Insert colliders in the quad-tree.

The next step is to insert the colliders into my quad-tree. Each collider will be inserted recursively from the root node. To find out in which node a collider should be placed, I store the colliders in rectangular form, then add them to the node they overlap. Obviously, if a collider overlaps several nodes, it remains in the parent node.

/**
 * @brief SimplifiedCollider is a struct that stores the data of a collider in a simplified way (aka it stores
 * its collider reference in the world and its shape in a rectangle form).
 */
struct SimplifiedCollider
{
    ColliderRef ColRef;
    Math::RectangleF Rectangle;
};


I use 2 methods to insert colliders. A public method that takes a simplified collider and inserts it into the root node. This ensures that I never insert a collider anywhere other than the first node.
The other method is private and will be called recursively to insert colliders in the correct subspaces if they have been created.

void QuadTree::Insert(Math::RectangleF simplifiedShape, ColliderRef colliderRef) noexcept
{
    insertInNode(*_rootNode, simplifiedShape, colliderRef, 0);
}

void QuadTree::insertInNode(QuadNode& node,
    Math::RectangleF simplifiedShape,
    ColliderRef colliderRef,
    int depth) noexcept
{
    #ifdef TRACY_ENABLE
            ZoneScoped;
    #endif

        // If the node doesn't have any children.
----------
▶ Written request 1: Please gather every line of the listing below that contains the word "water".

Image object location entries
----------
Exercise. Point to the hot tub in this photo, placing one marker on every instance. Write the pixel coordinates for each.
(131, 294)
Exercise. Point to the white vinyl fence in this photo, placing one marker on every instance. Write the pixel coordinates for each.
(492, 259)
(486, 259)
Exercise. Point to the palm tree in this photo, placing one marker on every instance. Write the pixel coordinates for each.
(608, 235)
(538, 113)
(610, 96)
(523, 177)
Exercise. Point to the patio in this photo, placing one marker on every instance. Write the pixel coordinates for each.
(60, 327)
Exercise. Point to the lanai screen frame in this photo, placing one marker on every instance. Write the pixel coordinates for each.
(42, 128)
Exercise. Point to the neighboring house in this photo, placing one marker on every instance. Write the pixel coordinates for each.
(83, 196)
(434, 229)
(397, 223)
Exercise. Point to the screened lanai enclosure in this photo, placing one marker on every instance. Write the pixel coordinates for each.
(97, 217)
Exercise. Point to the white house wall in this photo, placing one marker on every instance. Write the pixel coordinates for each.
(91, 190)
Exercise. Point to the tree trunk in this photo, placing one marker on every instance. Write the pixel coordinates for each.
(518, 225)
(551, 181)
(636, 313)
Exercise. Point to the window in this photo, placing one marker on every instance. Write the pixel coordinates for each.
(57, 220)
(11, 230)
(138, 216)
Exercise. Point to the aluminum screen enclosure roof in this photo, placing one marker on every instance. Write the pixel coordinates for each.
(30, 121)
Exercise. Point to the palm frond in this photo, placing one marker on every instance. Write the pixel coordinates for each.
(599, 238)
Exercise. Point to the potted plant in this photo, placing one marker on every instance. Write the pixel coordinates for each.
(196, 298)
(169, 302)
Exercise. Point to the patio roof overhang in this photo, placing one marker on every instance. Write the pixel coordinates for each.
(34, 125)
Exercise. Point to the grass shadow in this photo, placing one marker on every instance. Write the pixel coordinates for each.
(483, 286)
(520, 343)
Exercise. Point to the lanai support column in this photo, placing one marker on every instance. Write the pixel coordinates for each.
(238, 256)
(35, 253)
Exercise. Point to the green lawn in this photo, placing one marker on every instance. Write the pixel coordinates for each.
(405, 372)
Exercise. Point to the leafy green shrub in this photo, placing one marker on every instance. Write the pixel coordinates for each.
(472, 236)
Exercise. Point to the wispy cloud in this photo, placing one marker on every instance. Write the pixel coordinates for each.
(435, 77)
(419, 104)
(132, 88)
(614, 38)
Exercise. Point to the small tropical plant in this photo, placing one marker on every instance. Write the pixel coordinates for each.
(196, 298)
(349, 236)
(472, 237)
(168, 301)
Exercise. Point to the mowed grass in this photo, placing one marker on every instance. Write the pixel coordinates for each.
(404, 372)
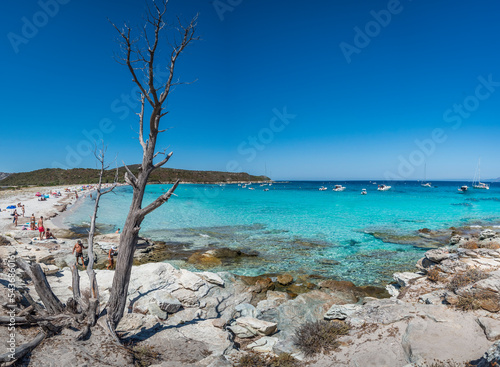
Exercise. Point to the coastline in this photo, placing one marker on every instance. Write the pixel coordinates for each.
(221, 313)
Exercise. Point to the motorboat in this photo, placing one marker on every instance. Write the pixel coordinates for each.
(383, 187)
(477, 184)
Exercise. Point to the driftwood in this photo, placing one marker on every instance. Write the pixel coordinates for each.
(23, 349)
(140, 55)
(42, 287)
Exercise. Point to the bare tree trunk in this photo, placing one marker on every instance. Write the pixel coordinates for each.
(23, 349)
(42, 287)
(136, 58)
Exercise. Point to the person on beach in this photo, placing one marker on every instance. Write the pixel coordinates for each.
(49, 235)
(41, 229)
(33, 222)
(79, 252)
(111, 262)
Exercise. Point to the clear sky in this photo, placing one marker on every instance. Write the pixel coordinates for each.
(325, 89)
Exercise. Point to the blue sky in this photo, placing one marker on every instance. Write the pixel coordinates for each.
(317, 90)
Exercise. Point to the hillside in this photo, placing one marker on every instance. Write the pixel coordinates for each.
(57, 176)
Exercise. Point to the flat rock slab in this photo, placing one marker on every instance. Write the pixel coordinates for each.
(260, 326)
(491, 327)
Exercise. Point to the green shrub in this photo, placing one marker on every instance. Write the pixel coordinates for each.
(468, 277)
(320, 336)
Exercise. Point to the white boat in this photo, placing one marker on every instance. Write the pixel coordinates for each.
(426, 184)
(383, 187)
(478, 184)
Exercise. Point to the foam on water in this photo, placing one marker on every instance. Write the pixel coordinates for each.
(297, 228)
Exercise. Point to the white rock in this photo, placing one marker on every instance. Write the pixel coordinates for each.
(264, 344)
(491, 327)
(261, 327)
(212, 278)
(246, 310)
(341, 312)
(487, 233)
(167, 302)
(437, 255)
(190, 280)
(241, 332)
(404, 279)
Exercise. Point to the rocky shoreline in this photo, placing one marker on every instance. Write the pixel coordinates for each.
(446, 312)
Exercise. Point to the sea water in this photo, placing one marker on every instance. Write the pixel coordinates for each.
(296, 228)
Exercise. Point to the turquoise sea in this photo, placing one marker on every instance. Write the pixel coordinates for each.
(296, 228)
----------
▶ Written request 2:
Answer these questions about the quad-tree text, one answer per line:
(a) What two members does the SimplifiedCollider struct hold?
(b) Where does a collider remain if it overlaps several nodes?
(c) Which node and depth does the public Insert method pass to insertInNode?

▶ Correct response 1:
Exercise. Point to the foam on water in this photo, placing one marker on every instance. Write the pixel coordinates for each.
Exercise. Point to the sea water in this photo, placing one marker on every instance. Write the pixel coordinates for each.

▶ Correct response 2:
(a) ColRef, of type ColliderRef, and Rectangle, of type Math::RectangleF.
(b) In the parent node.
(c) The root node (*_rootNode), at depth 0.